Ces soirées la

Édito | Jour 3 du Festival de Cannes

Organiser sa journée autour de la soirée. Prendre rendez-vous à l’autre bout de Cannes entre deux séances pour récupérer ses cartons d’invitation auprès de DJ Hobbs venu exprès de Paris ou dans les locaux de l’ACID, grands organisateurs de la soirée la plus prisée des invisibles de l’industrie, des petites mains qui œuvrent pour la distribution, l’exploitation et la critique. Car ici, ce sont des bouts de carton qui deviennent le graal de tout festivalier, quémandés jusque dans la queue du moment fatidique, comme des fumeurs sans feu. Pas d’email, pas de guest list, le retour d’un bout de papier dont on se saisit à pleines mains. 

Organiser sa journée pour repasser suffisamment tôt à l’appart et ne pas arriver le ventre vide, le teint blafard et se transformer en zombie ivre en présence de tant de têtes connues (que de nous). Partir en catastrophe en taxi car le bus tarde trop à arriver. Car même avec son billet assuré, il reste un dernier obstacle à surmonter, cette fameuse queue, étape incontournable d’attente anxieuse, pressée, à se chercher les uns les autres et à tomber nez à nez avec ceux qu’on ne cherchait pas et qu’on trouve à la place.

Les videurs commencent à faire rentrer. Les derniers membres du groupe arrivent inopinément pour se greffer à nous et doubler toute la queue. À la guerre comme à la guerre. À peine dévalés les escaliers, on se jette sur le bar tant qu’il est encore accessible, commande deux verres d’un coup pour éviter d’y refaire un tour cinq minutes plus tard. Non, pas d’alcoolisme, juste des flûtes de prosecco de la taille d’un shot. Mise en bouche pour avoir eu au moins une fois des bulles dans le séjour, même si pas aussi luxueuses que celles du champagne. Mais ça, c’est juste le temps d’atteindre le vrai bar, celui qui se cache au fond de la piste de danse, le bar à cocktails signatures. Jouer des coudes parmi la foule qui se fait à chaque instant plus dense, pour enfin pouvoir commander la  sacro-sainte liqueur, soit la bleue soit l’orange selon les goûts, servie sur un plateau (en bois, faut pas déconner non plus, ils n’ont pas le budget du Carlton). Des zestes zestés devant nous font office de strass et paillettes. L’attente se fait en bonne compagnie, anciens collègues, amis d’école. Le tout Paris cinéphile s’est donné rendez-vous à l’ACID. Même le DJ est un habitué du Reflet, café en face du cinéma du même nom, bien connu des gens en présence. La fête au village. Entre-soi bon enfant. Même Sophie Letourneur, égérie de l’ACID cette année, aurait eu des difficultés à rentrer cette année. Ce n’est pas la soirée des stars, à part celles de notre cœur.

Entrées tirées d'une collection:
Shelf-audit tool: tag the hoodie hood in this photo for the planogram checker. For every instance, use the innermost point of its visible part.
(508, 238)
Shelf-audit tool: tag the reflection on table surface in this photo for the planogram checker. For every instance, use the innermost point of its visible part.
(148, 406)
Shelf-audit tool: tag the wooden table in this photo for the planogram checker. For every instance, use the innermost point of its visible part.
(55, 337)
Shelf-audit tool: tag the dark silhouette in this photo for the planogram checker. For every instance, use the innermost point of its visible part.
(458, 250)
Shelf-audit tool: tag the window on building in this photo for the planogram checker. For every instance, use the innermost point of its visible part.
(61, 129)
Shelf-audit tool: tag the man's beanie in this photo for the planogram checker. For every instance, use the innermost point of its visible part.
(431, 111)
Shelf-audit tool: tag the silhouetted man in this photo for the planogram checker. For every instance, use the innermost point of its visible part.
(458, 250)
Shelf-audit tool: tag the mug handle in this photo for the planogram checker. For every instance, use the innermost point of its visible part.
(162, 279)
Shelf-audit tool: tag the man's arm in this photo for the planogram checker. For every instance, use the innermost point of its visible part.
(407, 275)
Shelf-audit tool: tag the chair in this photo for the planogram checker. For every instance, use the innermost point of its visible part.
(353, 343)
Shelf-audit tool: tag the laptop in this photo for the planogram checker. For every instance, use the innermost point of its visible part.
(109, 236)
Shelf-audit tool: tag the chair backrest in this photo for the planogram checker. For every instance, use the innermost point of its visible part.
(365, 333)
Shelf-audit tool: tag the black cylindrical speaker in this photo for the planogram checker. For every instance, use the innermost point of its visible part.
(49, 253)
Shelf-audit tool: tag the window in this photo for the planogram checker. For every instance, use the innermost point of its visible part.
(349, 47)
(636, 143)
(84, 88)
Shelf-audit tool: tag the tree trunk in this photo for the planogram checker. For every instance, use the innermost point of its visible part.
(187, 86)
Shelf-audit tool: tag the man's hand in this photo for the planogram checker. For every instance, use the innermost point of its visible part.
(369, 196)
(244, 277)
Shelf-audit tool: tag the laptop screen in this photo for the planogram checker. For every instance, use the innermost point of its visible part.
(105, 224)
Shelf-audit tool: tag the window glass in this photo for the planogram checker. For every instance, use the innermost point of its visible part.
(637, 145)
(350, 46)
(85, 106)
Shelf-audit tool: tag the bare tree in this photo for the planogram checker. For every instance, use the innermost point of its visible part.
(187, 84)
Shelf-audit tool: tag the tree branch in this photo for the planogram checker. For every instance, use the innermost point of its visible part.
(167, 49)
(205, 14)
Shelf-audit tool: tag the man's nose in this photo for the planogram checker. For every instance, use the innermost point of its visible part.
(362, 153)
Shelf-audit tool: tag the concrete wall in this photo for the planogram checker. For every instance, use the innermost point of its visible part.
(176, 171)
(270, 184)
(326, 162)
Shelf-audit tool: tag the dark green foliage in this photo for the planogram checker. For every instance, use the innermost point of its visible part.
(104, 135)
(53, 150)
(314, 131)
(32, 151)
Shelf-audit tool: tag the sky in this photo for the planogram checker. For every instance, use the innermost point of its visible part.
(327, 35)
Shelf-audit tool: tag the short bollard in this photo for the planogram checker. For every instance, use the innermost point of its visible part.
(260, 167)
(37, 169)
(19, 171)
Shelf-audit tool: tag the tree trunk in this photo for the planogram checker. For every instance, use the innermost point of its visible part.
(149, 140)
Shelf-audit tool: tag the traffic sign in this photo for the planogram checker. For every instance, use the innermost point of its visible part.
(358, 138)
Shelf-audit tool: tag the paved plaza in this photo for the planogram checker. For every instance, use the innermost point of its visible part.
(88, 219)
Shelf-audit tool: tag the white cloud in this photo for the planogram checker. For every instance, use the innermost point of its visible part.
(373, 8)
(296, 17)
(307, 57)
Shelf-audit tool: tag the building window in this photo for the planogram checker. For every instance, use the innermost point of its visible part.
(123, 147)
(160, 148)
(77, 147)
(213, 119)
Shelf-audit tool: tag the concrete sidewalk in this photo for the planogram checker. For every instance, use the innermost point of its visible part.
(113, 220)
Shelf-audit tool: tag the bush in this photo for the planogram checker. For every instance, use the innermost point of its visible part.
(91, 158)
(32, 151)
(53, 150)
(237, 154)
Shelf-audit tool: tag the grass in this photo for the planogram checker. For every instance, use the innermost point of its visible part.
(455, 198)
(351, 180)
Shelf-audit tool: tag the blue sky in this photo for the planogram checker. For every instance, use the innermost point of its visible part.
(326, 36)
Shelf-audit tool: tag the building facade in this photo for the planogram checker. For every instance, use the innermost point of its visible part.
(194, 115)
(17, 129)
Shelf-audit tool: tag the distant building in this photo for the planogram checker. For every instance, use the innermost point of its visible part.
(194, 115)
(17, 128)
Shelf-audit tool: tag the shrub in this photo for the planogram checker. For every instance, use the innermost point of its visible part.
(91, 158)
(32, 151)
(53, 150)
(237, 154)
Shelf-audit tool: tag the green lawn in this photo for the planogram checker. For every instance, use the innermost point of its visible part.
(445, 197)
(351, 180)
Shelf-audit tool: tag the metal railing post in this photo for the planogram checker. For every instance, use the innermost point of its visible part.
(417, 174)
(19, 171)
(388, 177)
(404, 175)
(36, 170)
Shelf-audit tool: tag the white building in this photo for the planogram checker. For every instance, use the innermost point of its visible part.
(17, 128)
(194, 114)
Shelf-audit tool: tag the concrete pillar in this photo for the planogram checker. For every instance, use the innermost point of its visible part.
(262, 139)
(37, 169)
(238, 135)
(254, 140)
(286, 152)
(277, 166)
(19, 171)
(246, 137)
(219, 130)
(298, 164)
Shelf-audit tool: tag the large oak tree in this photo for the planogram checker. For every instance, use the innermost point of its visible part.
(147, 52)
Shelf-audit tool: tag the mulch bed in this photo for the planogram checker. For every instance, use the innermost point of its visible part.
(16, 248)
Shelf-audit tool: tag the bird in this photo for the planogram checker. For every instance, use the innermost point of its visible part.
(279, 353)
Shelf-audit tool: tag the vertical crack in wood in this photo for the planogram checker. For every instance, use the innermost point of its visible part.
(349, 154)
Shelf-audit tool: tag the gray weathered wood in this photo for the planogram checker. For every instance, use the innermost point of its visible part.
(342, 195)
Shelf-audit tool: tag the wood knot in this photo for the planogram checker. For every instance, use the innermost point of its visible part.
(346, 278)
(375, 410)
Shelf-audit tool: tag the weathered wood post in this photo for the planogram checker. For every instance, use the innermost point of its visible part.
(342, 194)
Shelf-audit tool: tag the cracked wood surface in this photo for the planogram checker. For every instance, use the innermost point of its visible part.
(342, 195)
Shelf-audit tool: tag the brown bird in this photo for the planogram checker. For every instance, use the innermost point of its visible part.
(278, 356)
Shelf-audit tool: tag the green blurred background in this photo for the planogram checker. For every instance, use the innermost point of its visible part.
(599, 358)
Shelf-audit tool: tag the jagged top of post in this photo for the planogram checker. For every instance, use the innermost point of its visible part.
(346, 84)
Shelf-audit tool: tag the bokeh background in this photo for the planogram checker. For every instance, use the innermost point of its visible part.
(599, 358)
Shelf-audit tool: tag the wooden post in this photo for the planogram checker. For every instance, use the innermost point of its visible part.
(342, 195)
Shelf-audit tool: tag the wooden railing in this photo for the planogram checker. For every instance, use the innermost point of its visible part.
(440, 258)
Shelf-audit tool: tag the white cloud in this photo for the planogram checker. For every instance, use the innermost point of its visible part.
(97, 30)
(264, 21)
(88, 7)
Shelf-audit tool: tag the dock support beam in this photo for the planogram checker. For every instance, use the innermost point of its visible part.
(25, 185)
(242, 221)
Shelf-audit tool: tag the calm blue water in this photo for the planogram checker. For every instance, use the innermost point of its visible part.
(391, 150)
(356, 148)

- **TRAVAIL DEMANDÉ**
1. Mettez à jour l'édito sur la soirée de l'ACID à Cannes : recopiez le passage compris entre « Ces soirées la » et « à pleines mains. », bornes incluses, en y remplaçant « guest list » par « liste d'invités ».
2. Prolongez l'édito sur la soirée de l'ACID à Cannes à partir de sa dernière phrase.

- **RÉPONSES AUX CONSIGNES**
1.
Ces soirées la

Édito | Jour 3 du Festival de Cannes

Organiser sa journée autour de la soirée. Prendre rendez-vous à l’autre bout de Cannes entre deux séances pour récupérer ses cartons d’invitation auprès de DJ Hobbs venu exprès de Paris ou dans les locaux de l’ACID, grands organisateurs de la soirée la plus prisée des invisibles de l’industrie, des petites mains qui œuvrent pour la distribution, l’exploitation et la critique. Car ici, ce sont des bouts de carton qui deviennent le graal de tout festivalier, quémandés jusque dans la queue du moment fatidique, comme des fumeurs sans feu. Pas d’email, pas de liste d'invités, le retour d’un bout de papier dont on se saisit à pleines mains.

2.
La soirée bat son plein. Les cocktails font du love bombing. Doux au début, ils nous explosent tendrement la tête au bout d’une heure. Hurler à la mort les paroles de Toxic, Blue Monday. Croiser l’acteur du film dont c’est la soirée, interviewé quelques heures plus tôt, et lever son verre à sa santé comme si c’était le sang de la veine. Croiser un critique de son ancienne rédaction et fomenter de faire boire jusqu’à plus soif le rédac-chef à la soirée du syndicat du lendemain. Parler soirée, boire soirée, danser soirée, bousculer soirée, rentrer de soirée. Where is my mind résonne encore au loin. On la cherche toujours.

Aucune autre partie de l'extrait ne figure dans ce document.